━━━ Records for the exercise ━━━
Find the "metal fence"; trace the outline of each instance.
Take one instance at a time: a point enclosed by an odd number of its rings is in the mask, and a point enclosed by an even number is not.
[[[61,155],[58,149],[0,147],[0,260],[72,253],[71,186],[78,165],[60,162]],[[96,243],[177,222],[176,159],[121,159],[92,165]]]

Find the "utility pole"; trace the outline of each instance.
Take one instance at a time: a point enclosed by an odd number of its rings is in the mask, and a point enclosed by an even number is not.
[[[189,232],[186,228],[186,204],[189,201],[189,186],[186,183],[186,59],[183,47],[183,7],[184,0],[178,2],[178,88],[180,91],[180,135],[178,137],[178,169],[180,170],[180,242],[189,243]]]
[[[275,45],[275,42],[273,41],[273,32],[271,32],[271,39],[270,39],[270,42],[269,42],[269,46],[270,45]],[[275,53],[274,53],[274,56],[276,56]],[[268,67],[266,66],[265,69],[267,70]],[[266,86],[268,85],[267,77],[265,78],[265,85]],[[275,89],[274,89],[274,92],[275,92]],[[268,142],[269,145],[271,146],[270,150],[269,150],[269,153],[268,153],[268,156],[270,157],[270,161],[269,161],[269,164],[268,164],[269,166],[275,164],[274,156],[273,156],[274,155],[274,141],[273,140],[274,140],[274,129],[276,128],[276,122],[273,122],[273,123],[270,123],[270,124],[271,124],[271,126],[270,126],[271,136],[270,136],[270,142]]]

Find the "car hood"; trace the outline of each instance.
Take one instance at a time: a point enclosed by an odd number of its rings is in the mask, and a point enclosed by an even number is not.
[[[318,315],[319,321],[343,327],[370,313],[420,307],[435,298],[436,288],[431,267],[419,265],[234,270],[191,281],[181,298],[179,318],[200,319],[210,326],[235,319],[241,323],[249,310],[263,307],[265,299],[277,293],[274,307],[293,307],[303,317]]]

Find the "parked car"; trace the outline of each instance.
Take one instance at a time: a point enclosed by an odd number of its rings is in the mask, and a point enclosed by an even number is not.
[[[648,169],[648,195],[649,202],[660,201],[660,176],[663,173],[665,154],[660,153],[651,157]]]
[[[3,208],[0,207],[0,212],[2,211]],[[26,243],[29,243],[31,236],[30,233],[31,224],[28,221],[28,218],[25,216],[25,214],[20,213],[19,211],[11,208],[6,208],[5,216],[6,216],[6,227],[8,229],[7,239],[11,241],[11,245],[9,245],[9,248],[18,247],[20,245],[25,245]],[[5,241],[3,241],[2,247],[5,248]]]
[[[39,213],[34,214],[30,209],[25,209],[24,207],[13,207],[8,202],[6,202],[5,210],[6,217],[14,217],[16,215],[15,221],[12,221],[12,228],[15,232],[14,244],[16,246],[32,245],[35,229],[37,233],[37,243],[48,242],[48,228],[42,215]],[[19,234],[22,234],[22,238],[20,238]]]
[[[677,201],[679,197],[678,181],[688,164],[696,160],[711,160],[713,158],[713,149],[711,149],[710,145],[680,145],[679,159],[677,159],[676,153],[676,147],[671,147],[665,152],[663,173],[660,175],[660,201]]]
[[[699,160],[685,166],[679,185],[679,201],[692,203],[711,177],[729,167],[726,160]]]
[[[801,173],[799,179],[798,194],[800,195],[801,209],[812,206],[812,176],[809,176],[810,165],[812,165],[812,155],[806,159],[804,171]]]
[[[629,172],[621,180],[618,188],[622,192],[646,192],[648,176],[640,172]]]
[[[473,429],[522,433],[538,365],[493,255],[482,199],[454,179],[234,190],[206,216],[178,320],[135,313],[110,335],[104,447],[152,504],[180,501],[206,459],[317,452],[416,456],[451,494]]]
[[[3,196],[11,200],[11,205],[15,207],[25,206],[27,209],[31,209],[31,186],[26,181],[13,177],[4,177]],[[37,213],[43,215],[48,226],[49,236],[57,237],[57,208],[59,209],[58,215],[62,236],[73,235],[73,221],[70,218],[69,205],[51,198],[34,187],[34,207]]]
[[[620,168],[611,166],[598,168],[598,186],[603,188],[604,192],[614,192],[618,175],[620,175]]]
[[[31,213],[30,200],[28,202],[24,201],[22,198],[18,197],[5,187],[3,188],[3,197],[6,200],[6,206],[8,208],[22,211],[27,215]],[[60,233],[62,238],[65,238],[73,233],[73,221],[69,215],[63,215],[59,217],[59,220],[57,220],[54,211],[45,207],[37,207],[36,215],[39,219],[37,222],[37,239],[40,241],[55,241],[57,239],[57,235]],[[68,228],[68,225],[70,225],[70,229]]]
━━━
Exercise goal: Word for word, write out each record shown above.

Solution to the exercise:
Find the "metal fence"; trace the outline of each instance.
Take one instance at a time: a point enclosed by an odd number of its rings is in the mask, and a point enclosed by an even number is not.
[[[61,155],[58,149],[0,147],[0,260],[72,253],[71,186],[78,165],[60,162]],[[96,243],[177,222],[176,159],[121,159],[92,165]]]

Find the "utility pole"; trace the outline of each instance.
Take one instance at a time: a point enclosed by an odd number of its rings is in the mask, and a point enclosed by an even number is not.
[[[189,232],[186,228],[186,204],[189,201],[189,186],[186,183],[186,59],[183,47],[183,7],[184,0],[178,2],[178,88],[180,91],[180,135],[178,137],[178,169],[180,170],[180,242],[189,243]]]
[[[275,45],[275,42],[273,41],[273,32],[271,32],[271,39],[270,39],[270,42],[269,42],[269,46],[270,45]],[[275,53],[274,53],[274,56],[276,56]],[[268,67],[266,66],[265,69],[267,70]],[[266,86],[268,85],[267,77],[265,78],[265,85]],[[275,89],[274,89],[274,92],[275,92]],[[268,142],[269,145],[271,146],[270,150],[269,150],[269,153],[268,153],[268,156],[270,157],[270,161],[269,161],[269,164],[268,164],[269,166],[275,164],[274,156],[273,156],[274,155],[274,141],[273,140],[274,140],[274,129],[276,128],[276,122],[273,122],[273,123],[270,123],[270,124],[271,124],[271,126],[270,126],[271,136],[270,136],[270,142]]]

Find the "car hood"; trace the outline of each instance.
Take one instance at a time: a point enclosed by an odd number of its rings is in the mask, and a point enclosed by an even number is not.
[[[318,315],[319,321],[343,327],[370,313],[420,307],[435,298],[436,288],[431,267],[419,265],[234,270],[191,281],[181,298],[179,318],[200,319],[210,326],[235,319],[241,323],[249,310],[263,307],[265,299],[277,293],[274,307],[293,307],[303,317]]]

Find the "parked car"; trace the outline of each instance.
Take one instance at a time: a point enclosed by an odd number of its rings is in the mask, and a point enclosed by an even number is not.
[[[648,169],[648,195],[649,202],[660,201],[660,176],[663,173],[665,154],[660,153],[651,157]]]
[[[3,208],[0,207],[0,212],[2,211]],[[26,243],[29,243],[31,236],[30,233],[31,224],[28,221],[28,218],[25,216],[25,214],[20,213],[19,211],[11,208],[6,208],[5,216],[6,216],[6,227],[8,229],[7,239],[11,241],[11,245],[9,245],[9,248],[18,247],[20,245],[25,245]],[[5,241],[3,241],[2,247],[5,248]]]
[[[39,213],[34,214],[30,209],[25,209],[24,207],[13,207],[8,202],[6,202],[5,210],[6,217],[14,217],[16,215],[15,221],[12,221],[12,228],[15,232],[14,244],[16,246],[32,245],[35,229],[37,233],[37,243],[48,242],[48,228],[42,215]],[[19,234],[22,234],[22,238],[20,238]]]
[[[677,201],[679,197],[678,181],[688,164],[696,160],[711,160],[713,158],[713,149],[711,149],[710,145],[680,145],[679,159],[677,159],[676,153],[676,147],[671,147],[665,152],[663,173],[660,175],[660,201]]]
[[[699,160],[685,166],[679,185],[679,201],[692,203],[711,177],[729,167],[726,160]]]
[[[801,173],[799,179],[798,194],[800,195],[801,209],[812,206],[812,176],[809,176],[810,165],[812,165],[812,155],[806,159],[804,171]]]
[[[629,172],[621,180],[618,188],[622,192],[646,192],[648,176],[640,172]]]
[[[473,429],[522,433],[538,365],[493,255],[482,199],[454,179],[234,190],[206,216],[178,320],[135,313],[110,335],[104,447],[152,504],[180,501],[206,459],[317,452],[416,456],[451,494]]]
[[[3,196],[11,200],[11,205],[15,207],[25,206],[27,209],[31,209],[31,186],[26,181],[13,177],[4,177]],[[37,213],[43,215],[48,226],[49,236],[57,237],[57,208],[59,209],[58,215],[62,236],[73,235],[73,221],[70,218],[69,205],[51,198],[34,187],[34,207]]]
[[[620,168],[611,166],[598,168],[598,186],[603,188],[604,192],[614,192],[618,175],[620,175]]]
[[[31,213],[30,200],[28,202],[24,201],[22,198],[18,197],[5,187],[3,188],[3,197],[6,200],[6,206],[8,208],[22,211],[27,215]],[[60,233],[62,238],[65,238],[73,233],[73,221],[69,215],[63,215],[59,217],[59,220],[57,220],[54,211],[45,207],[37,207],[36,215],[39,219],[37,222],[37,239],[40,241],[55,241],[57,239],[57,235]],[[68,228],[68,225],[70,225],[70,229]]]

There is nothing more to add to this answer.